__Provided records__.

****

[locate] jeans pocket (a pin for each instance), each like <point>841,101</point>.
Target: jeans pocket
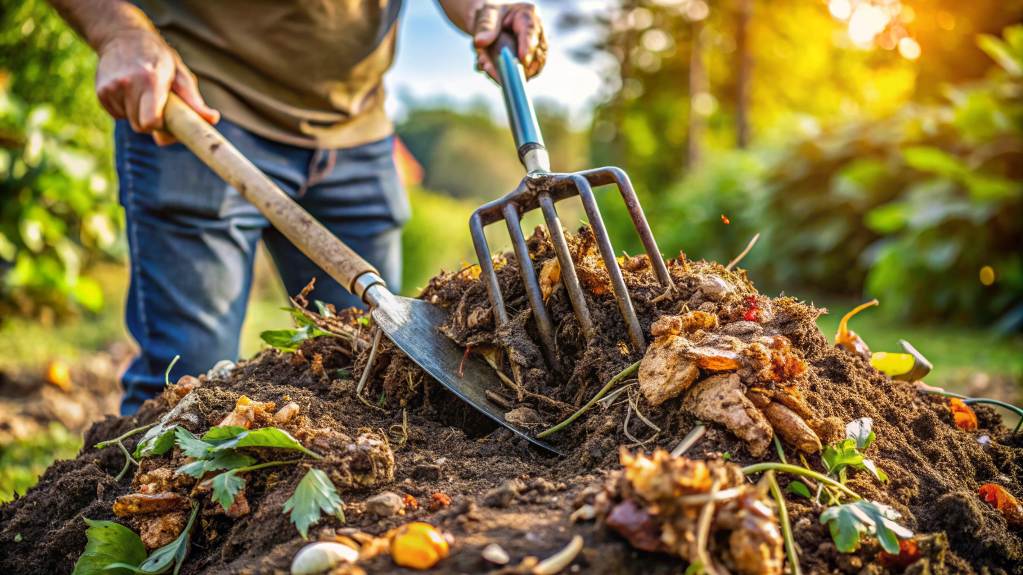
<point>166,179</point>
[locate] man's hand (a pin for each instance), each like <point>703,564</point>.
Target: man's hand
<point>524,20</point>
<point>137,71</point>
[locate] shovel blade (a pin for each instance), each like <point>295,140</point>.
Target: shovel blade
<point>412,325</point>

****

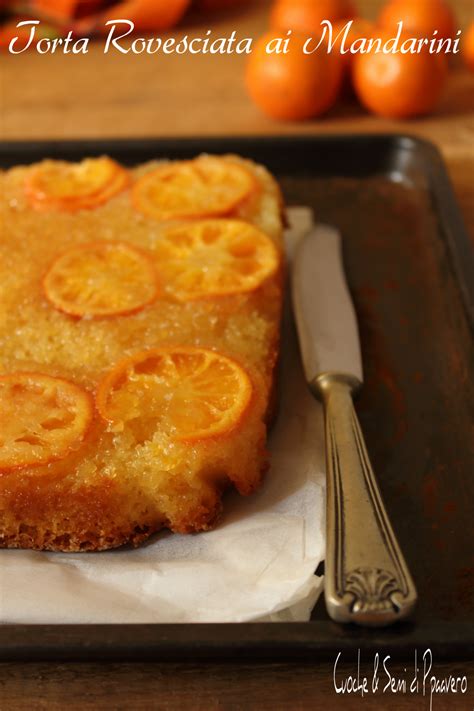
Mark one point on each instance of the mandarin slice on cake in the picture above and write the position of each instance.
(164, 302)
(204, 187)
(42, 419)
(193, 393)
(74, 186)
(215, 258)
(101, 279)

****

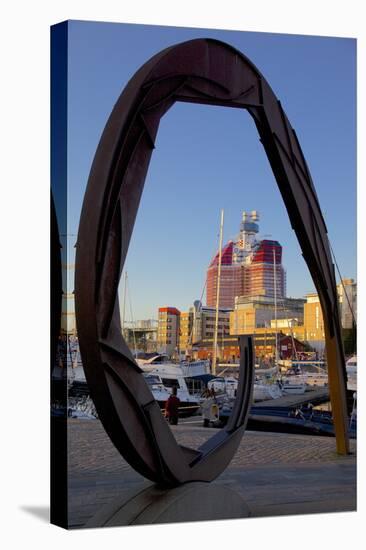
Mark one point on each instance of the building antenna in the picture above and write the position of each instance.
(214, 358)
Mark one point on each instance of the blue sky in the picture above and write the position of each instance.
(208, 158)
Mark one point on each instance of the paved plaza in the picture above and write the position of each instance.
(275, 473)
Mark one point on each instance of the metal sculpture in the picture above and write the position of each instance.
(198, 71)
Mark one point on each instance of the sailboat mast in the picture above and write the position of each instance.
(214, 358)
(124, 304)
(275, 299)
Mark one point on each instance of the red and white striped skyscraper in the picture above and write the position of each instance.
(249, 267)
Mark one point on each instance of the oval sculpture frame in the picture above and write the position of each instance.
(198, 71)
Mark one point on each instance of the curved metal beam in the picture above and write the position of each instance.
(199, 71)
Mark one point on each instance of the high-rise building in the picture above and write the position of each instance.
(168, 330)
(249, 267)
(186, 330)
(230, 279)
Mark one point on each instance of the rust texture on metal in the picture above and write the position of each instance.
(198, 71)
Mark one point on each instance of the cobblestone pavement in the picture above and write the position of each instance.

****

__Required work__. Find each row above that contains the word "shovel" and copy every one of those rows in full.

__Output below__.
[locate] shovel blade (a pin for each instance), each like <point>295,140</point>.
Target: shovel blade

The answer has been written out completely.